Exercise objective> In the entries below, swap "blue sky" for "clear sky" wherever it appears and leave the rest unchanged.

Items from a data source>
* * * * * * *

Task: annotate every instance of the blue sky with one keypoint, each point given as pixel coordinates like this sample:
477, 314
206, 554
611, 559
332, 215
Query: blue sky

* * * * * * *

Result of the exercise>
Task: annotate every instance of the clear sky with one keypoint, each point given as pixel coordinates like this sample:
477, 314
206, 554
611, 559
332, 215
Query: clear sky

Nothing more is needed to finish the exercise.